**** Data for the task ****

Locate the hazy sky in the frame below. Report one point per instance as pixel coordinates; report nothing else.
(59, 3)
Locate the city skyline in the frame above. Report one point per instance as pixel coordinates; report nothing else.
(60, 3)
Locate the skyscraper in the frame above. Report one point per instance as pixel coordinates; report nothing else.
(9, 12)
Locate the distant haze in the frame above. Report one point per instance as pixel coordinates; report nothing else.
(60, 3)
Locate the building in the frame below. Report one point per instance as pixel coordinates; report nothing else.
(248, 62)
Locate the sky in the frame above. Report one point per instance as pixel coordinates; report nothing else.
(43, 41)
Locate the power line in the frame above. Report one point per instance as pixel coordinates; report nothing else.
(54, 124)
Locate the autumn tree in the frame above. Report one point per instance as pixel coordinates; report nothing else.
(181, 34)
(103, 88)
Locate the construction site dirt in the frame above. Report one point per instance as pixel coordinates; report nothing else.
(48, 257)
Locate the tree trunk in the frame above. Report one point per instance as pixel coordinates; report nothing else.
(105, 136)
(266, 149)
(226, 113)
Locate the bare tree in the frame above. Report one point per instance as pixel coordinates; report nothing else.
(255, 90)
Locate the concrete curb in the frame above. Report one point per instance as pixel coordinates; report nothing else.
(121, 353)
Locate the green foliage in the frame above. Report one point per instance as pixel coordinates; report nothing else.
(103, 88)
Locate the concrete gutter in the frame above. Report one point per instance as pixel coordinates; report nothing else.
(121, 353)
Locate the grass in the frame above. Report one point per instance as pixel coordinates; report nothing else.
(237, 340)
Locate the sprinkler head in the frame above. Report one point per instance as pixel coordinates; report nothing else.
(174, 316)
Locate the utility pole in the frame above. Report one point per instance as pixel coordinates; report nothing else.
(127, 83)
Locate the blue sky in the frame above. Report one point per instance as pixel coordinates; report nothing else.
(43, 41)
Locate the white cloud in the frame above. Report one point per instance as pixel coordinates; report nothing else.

****

### Work to do:
Arrange all of the data above as a numbered list with one line per item, leaving out any blank lines.

### Answer to this task:
1. Locate the hazy sky in the frame below. Report one point per instance as pixel coordinates; report nothing else.
2. (59, 3)
3. Locate the city skyline in the frame above. Report one point per instance as pixel coordinates; report nothing else.
4. (60, 3)
5. Locate the skyscraper in the frame above. Report one point per instance as pixel coordinates; report nothing else.
6. (9, 12)
7. Locate the distant haze in the frame above. Report one point per instance as pixel coordinates; report nothing else.
8. (60, 3)
9. Locate the building in the frame below. Report one point per instance as pixel coordinates; report nothing else.
10. (248, 62)
11. Locate the sky in the frame above. Report one point per instance as pixel coordinates; report nothing else.
12. (43, 41)
13. Locate the power line in the frame above. Report one point per instance as pixel coordinates; report nothing else.
14. (54, 124)
15. Locate the autumn tree in the frame above. Report one point per instance as pixel coordinates; report nothing else.
16. (181, 34)
17. (103, 88)
18. Locate the construction site dirt in the frame above. Report one point per instance as pixel coordinates; report nothing else.
19. (48, 257)
20. Locate the tree trunk in the frame above. Report one point per instance as pixel coordinates; report nothing else.
21. (105, 136)
22. (266, 149)
23. (226, 113)
24. Locate the bare tree in the frame above. Report one point per instance as pixel coordinates; report nothing else.
25. (255, 90)
26. Locate the concrete curb in the frame above. Report one point per instance as pixel coordinates; report nothing else.
27. (121, 353)
28. Locate the green foliage in the frame above. Report one point per instance as pixel coordinates; report nothing else.
29. (103, 88)
30. Locate the concrete gutter in the frame above. Report one point per instance as pixel coordinates; report nothing else.
31. (121, 353)
32. Locate the grass in the frame above. Report one point per instance as pixel coordinates; report nothing else.
33. (237, 340)
34. Locate the sprinkler head in the frame above. Report one point per instance as pixel coordinates; report nothing else.
35. (174, 316)
36. Locate the utility pole in the frame above. Report one point per instance as pixel coordinates; report nothing else.
37. (127, 83)
38. Locate the blue sky in the frame above. Report one point per instance as pixel coordinates; report nothing else.
39. (43, 41)
40. Locate the white cloud in the frame above. Report one point per instance as pixel coordinates; report nothing else.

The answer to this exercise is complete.